Only the pictures are left out: repeat the rest of the entries exactly.

*** Material for the task

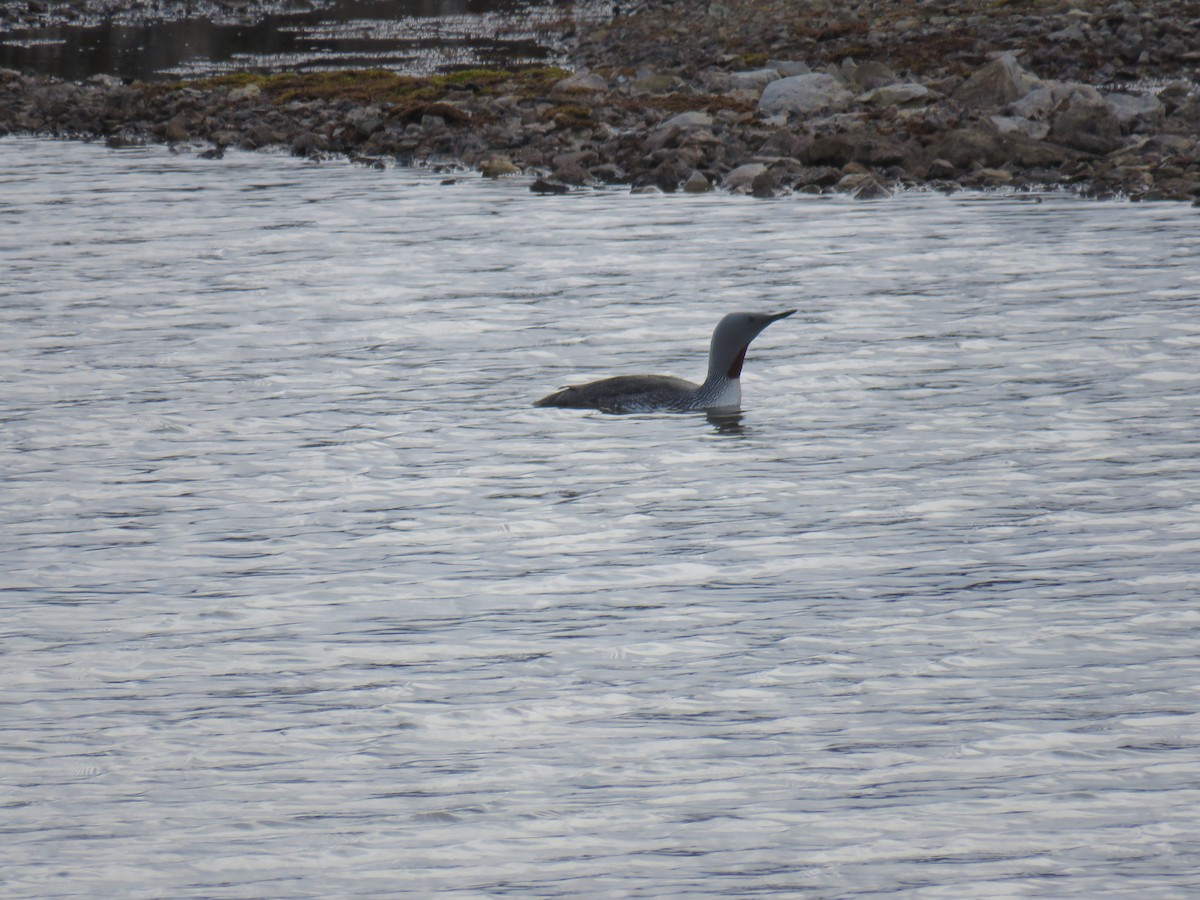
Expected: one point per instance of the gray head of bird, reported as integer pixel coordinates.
(732, 337)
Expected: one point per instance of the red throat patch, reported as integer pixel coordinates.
(736, 369)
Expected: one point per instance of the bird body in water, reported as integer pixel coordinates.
(721, 389)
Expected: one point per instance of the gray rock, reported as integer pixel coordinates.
(909, 94)
(1135, 112)
(864, 187)
(696, 183)
(498, 167)
(789, 67)
(1019, 124)
(766, 185)
(744, 175)
(1038, 103)
(580, 83)
(249, 91)
(869, 76)
(1089, 127)
(657, 84)
(754, 79)
(804, 94)
(691, 119)
(999, 83)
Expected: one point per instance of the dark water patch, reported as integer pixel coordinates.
(415, 36)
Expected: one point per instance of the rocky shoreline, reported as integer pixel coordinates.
(739, 95)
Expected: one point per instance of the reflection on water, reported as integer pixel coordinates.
(415, 36)
(303, 598)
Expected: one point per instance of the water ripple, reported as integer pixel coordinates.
(301, 597)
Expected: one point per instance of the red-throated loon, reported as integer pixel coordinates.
(647, 394)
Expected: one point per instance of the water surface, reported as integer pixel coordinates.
(303, 598)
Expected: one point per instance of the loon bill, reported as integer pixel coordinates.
(721, 389)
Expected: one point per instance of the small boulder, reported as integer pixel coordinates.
(909, 94)
(1019, 124)
(999, 83)
(744, 175)
(175, 131)
(868, 76)
(804, 94)
(1089, 127)
(696, 183)
(1137, 112)
(657, 84)
(754, 79)
(247, 91)
(498, 167)
(691, 119)
(580, 83)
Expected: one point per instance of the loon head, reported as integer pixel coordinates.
(732, 337)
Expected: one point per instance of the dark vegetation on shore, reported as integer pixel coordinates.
(753, 96)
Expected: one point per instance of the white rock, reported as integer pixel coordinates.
(1019, 125)
(249, 91)
(898, 95)
(581, 83)
(753, 79)
(691, 119)
(743, 175)
(1131, 108)
(804, 94)
(1038, 103)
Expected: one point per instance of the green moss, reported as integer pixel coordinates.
(378, 85)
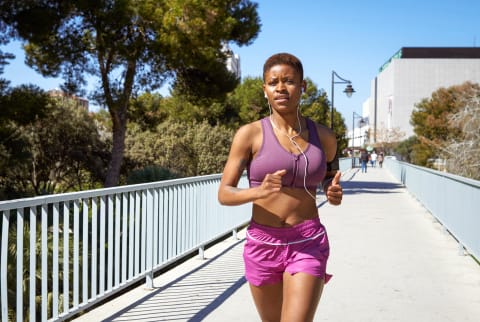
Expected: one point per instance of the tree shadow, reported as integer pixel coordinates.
(356, 187)
(192, 296)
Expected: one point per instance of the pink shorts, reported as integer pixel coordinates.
(271, 251)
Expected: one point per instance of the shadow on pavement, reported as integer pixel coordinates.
(194, 295)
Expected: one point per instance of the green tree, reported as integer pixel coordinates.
(430, 119)
(61, 152)
(247, 102)
(129, 45)
(20, 106)
(462, 153)
(185, 149)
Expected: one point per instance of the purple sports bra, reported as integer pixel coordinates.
(273, 157)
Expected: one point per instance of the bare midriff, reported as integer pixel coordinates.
(285, 208)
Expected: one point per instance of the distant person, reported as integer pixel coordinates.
(364, 160)
(380, 159)
(287, 156)
(373, 159)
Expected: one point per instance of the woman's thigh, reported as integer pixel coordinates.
(268, 300)
(301, 295)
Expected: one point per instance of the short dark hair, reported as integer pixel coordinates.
(283, 59)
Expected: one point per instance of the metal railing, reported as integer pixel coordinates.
(62, 253)
(451, 199)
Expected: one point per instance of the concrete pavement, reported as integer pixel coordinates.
(390, 259)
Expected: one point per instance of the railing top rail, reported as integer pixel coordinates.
(42, 200)
(463, 180)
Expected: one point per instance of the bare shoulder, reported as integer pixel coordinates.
(328, 140)
(247, 135)
(249, 131)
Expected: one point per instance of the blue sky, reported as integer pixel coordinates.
(352, 37)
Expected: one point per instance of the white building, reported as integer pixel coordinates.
(411, 75)
(233, 61)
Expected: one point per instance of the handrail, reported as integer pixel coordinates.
(70, 251)
(451, 199)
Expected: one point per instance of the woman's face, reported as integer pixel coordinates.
(283, 87)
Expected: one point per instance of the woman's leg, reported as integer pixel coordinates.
(301, 295)
(268, 300)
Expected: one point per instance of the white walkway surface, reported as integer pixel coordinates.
(390, 259)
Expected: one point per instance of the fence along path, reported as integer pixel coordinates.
(390, 259)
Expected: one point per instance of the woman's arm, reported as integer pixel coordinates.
(239, 156)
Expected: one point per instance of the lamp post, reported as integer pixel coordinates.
(348, 90)
(354, 116)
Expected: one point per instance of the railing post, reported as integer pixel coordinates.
(3, 265)
(201, 252)
(149, 241)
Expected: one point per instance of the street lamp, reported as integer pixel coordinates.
(355, 115)
(348, 90)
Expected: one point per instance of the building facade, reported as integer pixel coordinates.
(409, 76)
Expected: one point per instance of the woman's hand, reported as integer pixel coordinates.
(334, 192)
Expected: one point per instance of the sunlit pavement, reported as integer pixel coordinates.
(390, 259)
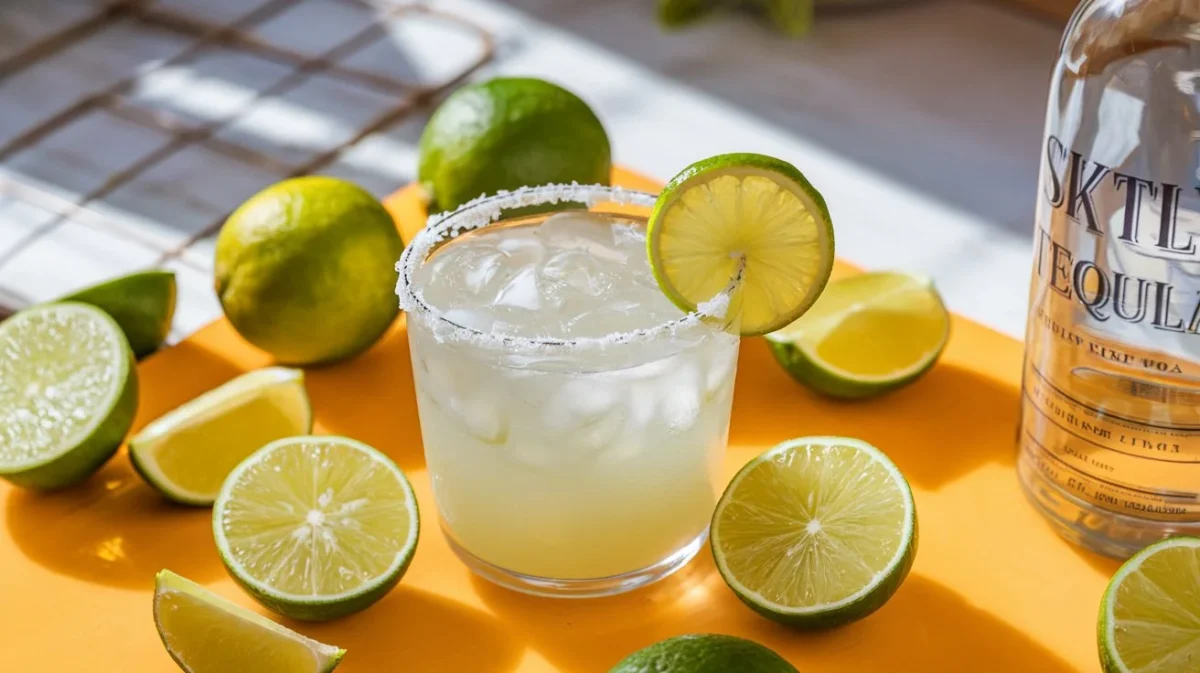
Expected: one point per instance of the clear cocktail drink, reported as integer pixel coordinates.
(573, 418)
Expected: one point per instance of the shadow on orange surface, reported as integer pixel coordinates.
(371, 398)
(927, 628)
(113, 529)
(971, 422)
(419, 631)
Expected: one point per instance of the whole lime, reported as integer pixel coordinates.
(705, 654)
(507, 133)
(305, 270)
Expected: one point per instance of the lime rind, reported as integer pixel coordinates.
(743, 166)
(199, 410)
(143, 305)
(309, 607)
(856, 606)
(1107, 625)
(79, 456)
(796, 353)
(167, 581)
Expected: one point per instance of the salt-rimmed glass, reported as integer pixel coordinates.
(561, 466)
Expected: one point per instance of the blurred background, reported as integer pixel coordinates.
(130, 128)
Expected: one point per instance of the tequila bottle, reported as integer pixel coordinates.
(1110, 416)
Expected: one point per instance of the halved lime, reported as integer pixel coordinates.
(865, 336)
(816, 533)
(1150, 617)
(189, 452)
(142, 304)
(316, 527)
(705, 653)
(207, 634)
(67, 396)
(733, 210)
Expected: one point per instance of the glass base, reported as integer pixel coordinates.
(1099, 530)
(579, 588)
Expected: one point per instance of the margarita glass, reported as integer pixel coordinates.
(574, 419)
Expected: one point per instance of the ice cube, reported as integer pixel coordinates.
(521, 292)
(720, 372)
(483, 419)
(581, 232)
(577, 271)
(679, 397)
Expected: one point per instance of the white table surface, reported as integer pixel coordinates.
(919, 124)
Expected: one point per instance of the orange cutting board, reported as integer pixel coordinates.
(993, 590)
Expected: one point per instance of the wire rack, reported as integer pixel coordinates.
(137, 163)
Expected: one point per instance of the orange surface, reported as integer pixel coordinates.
(994, 590)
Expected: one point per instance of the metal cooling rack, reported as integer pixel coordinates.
(130, 128)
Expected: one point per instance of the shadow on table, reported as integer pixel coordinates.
(372, 398)
(927, 626)
(414, 630)
(937, 430)
(114, 529)
(873, 86)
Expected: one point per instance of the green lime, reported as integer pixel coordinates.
(142, 304)
(1150, 617)
(316, 527)
(742, 215)
(69, 396)
(507, 133)
(678, 13)
(305, 270)
(207, 634)
(189, 452)
(865, 336)
(816, 533)
(703, 654)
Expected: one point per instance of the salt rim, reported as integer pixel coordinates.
(485, 210)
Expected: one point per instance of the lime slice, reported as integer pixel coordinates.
(1150, 617)
(142, 304)
(816, 533)
(189, 452)
(69, 395)
(703, 654)
(207, 634)
(316, 527)
(730, 210)
(865, 336)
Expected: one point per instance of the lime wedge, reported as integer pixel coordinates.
(69, 395)
(816, 533)
(142, 304)
(207, 634)
(189, 452)
(703, 653)
(733, 210)
(316, 527)
(1150, 617)
(865, 336)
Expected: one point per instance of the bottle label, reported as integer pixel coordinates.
(1111, 382)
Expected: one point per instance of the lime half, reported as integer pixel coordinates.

******

◆ Correct response ◆
Expected: one point per instance of the gray head of bird, reported as integer pixel coordinates.
(732, 337)
Expected: one point per instance of the red throat patch, reported as integer pixel coordinates.
(736, 369)
Expected: one point per instance of the bird body in water, reported as integer pixel coordinates.
(721, 389)
Expected: one point per instance of the gray rock, reported as integer pixel coordinates.
(909, 94)
(1135, 112)
(864, 187)
(696, 183)
(498, 167)
(789, 67)
(1019, 124)
(766, 185)
(744, 175)
(1038, 103)
(580, 83)
(249, 91)
(869, 76)
(1089, 127)
(657, 84)
(754, 79)
(804, 94)
(691, 119)
(999, 83)
Expected: one point per instance of the dark water patch, reported as integer pixel coordinates.
(415, 36)
Expected: one point per instance of the rocky shoreline, reported as integer pixel coordinates.
(739, 95)
Expected: one point per instance of the reflection on water, reported as integer pixel coordinates.
(415, 36)
(303, 598)
Expected: one point per instance of the water ripple, reported as integer pixel coordinates.
(301, 597)
Expected: one point per instance of the red-throated loon, reported as integer pixel coordinates.
(647, 394)
Expected: one point per instance of the water surface, reported as integer pixel coordinates.
(303, 598)
Expected: one point per instance of the loon bill, reported as integer pixel coordinates.
(721, 389)
Expected: one point per instance of the small boulder, reported as integer pixel coordinates.
(909, 94)
(1019, 124)
(999, 83)
(744, 175)
(175, 131)
(868, 76)
(804, 94)
(1089, 127)
(696, 183)
(1137, 112)
(657, 84)
(754, 79)
(247, 91)
(498, 167)
(691, 119)
(580, 83)
Expected: one point per instance of the loon head, reported as integer pixel coordinates.
(732, 337)
Expected: one point per instance of the dark vegetation on shore, reported as integer pixel coordinates.
(753, 96)
Expected: one point per instance of the white rock, reported as integer pixel coordinates.
(1019, 125)
(249, 91)
(898, 95)
(581, 83)
(753, 79)
(691, 119)
(743, 175)
(1131, 108)
(804, 94)
(1038, 103)
Expected: one point per instance of the green moss, reported as integer pixel coordinates.
(378, 85)
Expected: one point per instance of the tree shadow, reported as integer pixel coordinates.
(356, 187)
(192, 296)
Expected: one point per instance of the pink shorts, reported as integer pixel coordinates.
(271, 251)
Expected: one point per instance of the shadow on pavement, reported as integer pixel coordinates.
(194, 295)
Expected: one point per instance of the green tree, reported as integer pixel coordinates.
(430, 119)
(61, 152)
(247, 102)
(129, 45)
(20, 106)
(462, 153)
(185, 149)
Expected: one point per instance of the purple sports bra, reported as integer pixel coordinates.
(273, 157)
Expected: one point per instance of the bare midriff, reported as integer pixel coordinates.
(285, 208)
Expected: one point per instance of the distant person, reported as integer pixel coordinates.
(364, 160)
(380, 159)
(287, 156)
(373, 159)
Expected: one point per instance of the woman's thigh, reported as integer pixel coordinates.
(268, 300)
(301, 295)
Expected: one point per instance of the short dark hair, reported as integer pixel coordinates.
(283, 59)
Expected: one point per instance of the metal railing, reported as integer pixel coordinates.
(62, 253)
(451, 199)
Expected: one point per instance of the concrete pavement, reported as integer pixel coordinates.
(390, 259)
Expected: one point per instance of the railing top rail, reported as integer pixel coordinates.
(42, 200)
(463, 180)
Expected: one point per instance of the bare shoulder, reported as integer pixel coordinates.
(328, 140)
(247, 135)
(249, 131)
Expected: one point per instance of the blue sky, reported as integer pixel coordinates.
(352, 37)
Expected: one point per instance of the white building, reported as integer pixel coordinates.
(411, 75)
(233, 61)
Expected: one point per instance of the handrail, reported as integer pixel coordinates.
(70, 251)
(451, 199)
Expected: one point per instance of the woman's face, reported as integer pixel coordinates.
(283, 87)
Expected: one point per instance of the woman's leg, reported as integer pixel coordinates.
(301, 295)
(268, 300)
Expected: one point per instance of the white walkway surface, reported as integer pixel coordinates.
(390, 259)
Expected: one point per instance of the fence along path, reported as integer pixel coordinates.
(390, 259)
Expected: one point per instance of the woman's arm, reported as integer pixel coordinates.
(239, 156)
Expected: one point per instance of the lamp post, reported as integer pixel coordinates.
(348, 90)
(354, 116)
Expected: one point per instance of the railing post, reported as integer pixel coordinates.
(3, 265)
(201, 252)
(149, 241)
Expected: one point per instance of the street lamp, reported as integer pixel coordinates.
(355, 115)
(348, 90)
Expected: one point per instance of the building facade, reported as integer pixel coordinates.
(409, 76)
Expected: one point per instance of the woman's hand, reported as integer pixel coordinates.
(334, 192)
Expected: one point per instance of the sunlit pavement, reported as integer pixel coordinates.
(390, 259)
Expected: one point per instance of the clear cocktail drink, reported as integer pixel coordinates.
(573, 418)
Expected: one point per instance of the shadow on orange surface, reported as integer pixel coordinates.
(371, 398)
(927, 628)
(113, 529)
(971, 422)
(419, 631)
Expected: one point per instance of the whole lime, reported as integer pixel coordinates.
(705, 654)
(507, 133)
(305, 270)
Expected: one point per instance of the lime rind, reported as integer pixel coordinates.
(743, 166)
(199, 410)
(143, 305)
(309, 607)
(856, 606)
(1107, 625)
(79, 456)
(796, 353)
(167, 581)
Expected: one point per instance of the salt-rimmed glass, reported as integer pixel coordinates.
(561, 466)
Expected: one point per instance of the blurred background, reported as integer pixel coordinates.
(130, 128)
Expected: one point per instance of the tequila bottle, reported as integer pixel coordinates.
(1110, 416)
Expected: one point per instance of the halved lime, reported as integer pixel coordinates.
(865, 336)
(816, 533)
(1150, 617)
(189, 452)
(142, 304)
(316, 527)
(705, 653)
(207, 634)
(67, 396)
(733, 210)
Expected: one point per instance of the glass base, reported as integer pixel coordinates.
(1099, 530)
(579, 588)
Expected: one point per instance of the margarita glass, reported as integer pixel coordinates.
(574, 419)
Expected: one point per instance of the ice cube, reported as integer pixel coordinates.
(521, 292)
(720, 372)
(483, 419)
(581, 232)
(577, 271)
(679, 397)
Expected: one point per instance of the white table surface, reported as integer pixel coordinates.
(919, 124)
Expected: one point per instance of the orange cutting board, reported as integer pixel coordinates.
(993, 590)
Expected: one point per instance of the wire rack, reported as integer pixel coordinates.
(137, 163)
Expected: one point per instance of the orange surface, reported as integer pixel coordinates.
(994, 590)
Expected: one point per instance of the metal cooling rack, reported as integer pixel coordinates.
(130, 128)
Expected: one point per instance of the shadow on table, reported as integer pixel coordinates.
(372, 398)
(927, 626)
(414, 630)
(937, 430)
(114, 529)
(873, 86)
Expected: one point per instance of the green lime, reported as integer pixel coordinates.
(142, 304)
(1150, 617)
(316, 527)
(742, 215)
(69, 396)
(507, 133)
(678, 13)
(305, 270)
(207, 634)
(189, 452)
(865, 336)
(816, 533)
(703, 654)
Expected: one point per instance of the salt rim, reported as integer pixel coordinates.
(485, 210)
Expected: one point per instance of the lime slice, reported as integer pixel coordinates.
(1150, 617)
(142, 304)
(816, 533)
(189, 452)
(69, 395)
(703, 654)
(207, 634)
(316, 527)
(730, 210)
(865, 336)
Expected: one point per instance of the lime wedge, reported as integer pixel coordinates.
(69, 395)
(816, 533)
(142, 304)
(207, 634)
(189, 452)
(703, 653)
(733, 210)
(316, 527)
(1150, 617)
(865, 336)
Expected: one point per instance of the bottle label, reported as integer pixel coordinates.
(1111, 382)
Expected: one point per instance of the lime half, reported as integer pixel coordinates.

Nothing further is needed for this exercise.